*Problem:* The records that follow must be repeated exactly as they stand.

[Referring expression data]
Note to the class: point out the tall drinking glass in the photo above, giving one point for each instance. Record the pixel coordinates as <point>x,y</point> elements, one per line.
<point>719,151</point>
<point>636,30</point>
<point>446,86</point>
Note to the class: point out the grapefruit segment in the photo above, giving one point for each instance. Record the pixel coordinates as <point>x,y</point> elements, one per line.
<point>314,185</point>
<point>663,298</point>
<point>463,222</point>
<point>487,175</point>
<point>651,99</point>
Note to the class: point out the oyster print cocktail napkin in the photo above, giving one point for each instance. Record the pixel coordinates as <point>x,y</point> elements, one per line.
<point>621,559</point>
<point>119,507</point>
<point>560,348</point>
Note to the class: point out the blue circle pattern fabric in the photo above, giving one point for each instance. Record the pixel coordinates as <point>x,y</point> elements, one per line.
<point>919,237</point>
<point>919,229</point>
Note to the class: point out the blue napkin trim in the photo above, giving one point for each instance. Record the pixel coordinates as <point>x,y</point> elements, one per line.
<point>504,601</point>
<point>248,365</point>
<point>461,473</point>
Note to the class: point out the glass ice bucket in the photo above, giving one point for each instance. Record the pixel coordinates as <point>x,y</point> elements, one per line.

*Expected answer:*
Note to the class: point out the tall drinking glass in the photo above, giving one point for each instance. Record the pixel coordinates as <point>x,y</point> elements, one per line.
<point>719,151</point>
<point>636,30</point>
<point>446,86</point>
Note to the class: point out the grapefruit segment in the photo above, giving one point for each instance. Record the pixel coordinates as <point>x,y</point> elements, one per line.
<point>314,185</point>
<point>663,298</point>
<point>463,222</point>
<point>487,175</point>
<point>651,99</point>
Note to the class: point out the oyster print cocktail napkin in the photo above, giving one point for each instance. Record the pixel coordinates as <point>x,y</point> elements, one per line.
<point>621,559</point>
<point>119,507</point>
<point>560,348</point>
Note to the class: point out the blue circle pattern fabric in the photo above, giving one point for each instance. Record the pixel coordinates as <point>x,y</point> elements, one per line.
<point>919,237</point>
<point>919,229</point>
Note to the class: point out the blue napkin trim in the photo above, giving one point for each instance. Record the pixel coordinates as <point>x,y</point> elements, one per line.
<point>504,601</point>
<point>248,365</point>
<point>461,473</point>
Note to the class: point out the glass ice bucket in the photo above, giving one point for each instance. Record the pixel coordinates as <point>x,y</point> elements, one per line.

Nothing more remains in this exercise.